** Exercise description **
Can you revise the passage of the Federal Reserve article starting with "For example, the" and going on through "with no anesthesia.", putting "top quark" wherever "Higgs boson" appears?

-- START OF Article --

Batman The Dark Knight fighting the federal reserve?
Some subjects, at first glance, can be so overly daunting that even bright minds will, with glazed eyes, decide richer intellects are more capable and shrug the issue off into apathy.
For example, the Higgs boson, discovered back in 1964, is a subatomic particle so significant it may explain the very nature of existence itself, a penultimate ambition if ever there was one, yet its existence remains widely unknown nearly 5 decades later, because to fully understand the ramifications requires at minimum the knowledge gained through a PhD in theoretical physics. Also, binaural beats, discovered by Heinrich Wilhelm Dove in 1839, are sounds that, when heard, can literally induce nearly any state of human consciousness, including theta meditation, tryptamine psychedelia, and even localized paralysis with no anesthesia.
The debate on topics of this magnitude are fiercely heated, yet, unfortunately, they are held in arenas sparsely populated by a scant collection of fringe scientists and an infinitesimal handful of scholarly spectators, well outside the realms of normal societal debate. This, as I’m sure you’ve noticed, is the state of most key intellectual issues: Only the highly versed may stake a claim, and the general public offhandedly writes them off as overindulgent lunatics. However, with the massive popularity Ron Paul sparked these last 2 election cycles and the thriving Occupy Wall Street paradigm, one such momentous issue has moved from the relative obscurity of the PhD economist realm to the forefront of societal debate. This monumental issue is the abolishment of the United States Federal Reserve and, moreover, the ubiquitous zeitgeist that allows economic establishments of that nature to flourish as an international norm. Setting aside faith and politics from the holy triumvirate of taboo discussion topics, we can take a comprehensive look into money and the colossal flaw in the supposed root of evil that makes the world go round.
According to some of the forefront theorists in economics, the core issue of central banking’s nature lies in three highly interwoven rudiments: the United States runs on a fiat currency, the Federal Reserve is a private institution, and the national debt compiles interest.
Great, why do I care about the Federal Reserve?
Firstly, the massive and seemingly high-brow topic of international finance, with its overwhelming abstruse jargon, appears to be a megalithic realm of study to digest, however, when the terms are properly defined, the ideas are quite clear; of all the technical terms flippantly bandied, “fiat” is arguably the most important. A fiat currency is the antithesis of monetary stability, because all substantial elements have been removed.

-- END OF Article --
-- START OF Stored records --

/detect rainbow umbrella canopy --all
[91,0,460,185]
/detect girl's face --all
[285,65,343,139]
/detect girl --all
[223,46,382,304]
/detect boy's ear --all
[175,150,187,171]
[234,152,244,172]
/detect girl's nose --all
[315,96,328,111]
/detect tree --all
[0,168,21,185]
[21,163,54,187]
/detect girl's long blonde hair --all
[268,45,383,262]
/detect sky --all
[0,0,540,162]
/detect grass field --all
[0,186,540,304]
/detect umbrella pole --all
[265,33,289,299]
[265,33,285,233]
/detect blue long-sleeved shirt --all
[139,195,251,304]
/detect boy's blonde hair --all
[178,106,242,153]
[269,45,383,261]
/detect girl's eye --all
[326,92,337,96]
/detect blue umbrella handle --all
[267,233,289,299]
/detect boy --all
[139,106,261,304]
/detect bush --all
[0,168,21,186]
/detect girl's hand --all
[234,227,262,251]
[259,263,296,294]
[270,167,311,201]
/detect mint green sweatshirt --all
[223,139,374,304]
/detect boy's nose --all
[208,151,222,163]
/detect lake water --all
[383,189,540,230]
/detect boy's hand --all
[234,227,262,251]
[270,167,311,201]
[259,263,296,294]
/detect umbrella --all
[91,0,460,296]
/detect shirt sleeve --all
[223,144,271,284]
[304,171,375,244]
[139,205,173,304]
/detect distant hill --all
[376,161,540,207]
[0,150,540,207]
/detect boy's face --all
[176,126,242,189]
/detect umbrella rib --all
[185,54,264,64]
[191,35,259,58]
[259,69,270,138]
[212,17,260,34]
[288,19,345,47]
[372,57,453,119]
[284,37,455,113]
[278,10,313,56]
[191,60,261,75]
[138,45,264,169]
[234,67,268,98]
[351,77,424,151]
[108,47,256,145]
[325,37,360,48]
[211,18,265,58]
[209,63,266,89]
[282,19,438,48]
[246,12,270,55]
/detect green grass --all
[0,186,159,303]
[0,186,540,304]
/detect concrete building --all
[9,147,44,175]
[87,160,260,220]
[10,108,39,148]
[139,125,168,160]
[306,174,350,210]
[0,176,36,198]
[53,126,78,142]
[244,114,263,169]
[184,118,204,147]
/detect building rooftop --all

-- END OF Stored records --

** Task result **
For example, the top quark, discovered back in 1964, is a subatomic particle so significant it may explain the very nature of existence itself, a penultimate ambition if ever there was one, yet its existence remains widely unknown nearly 5 decades later, because to fully understand the ramifications requires at minimum the knowledge gained through a PhD in theoretical physics. Also, binaural beats, discovered by Heinrich Wilhelm Dove in 1839, are sounds that, when heard, can literally induce nearly any state of human consciousness, including theta meditation, tryptamine psychedelia, and even localized paralysis with no anesthesia.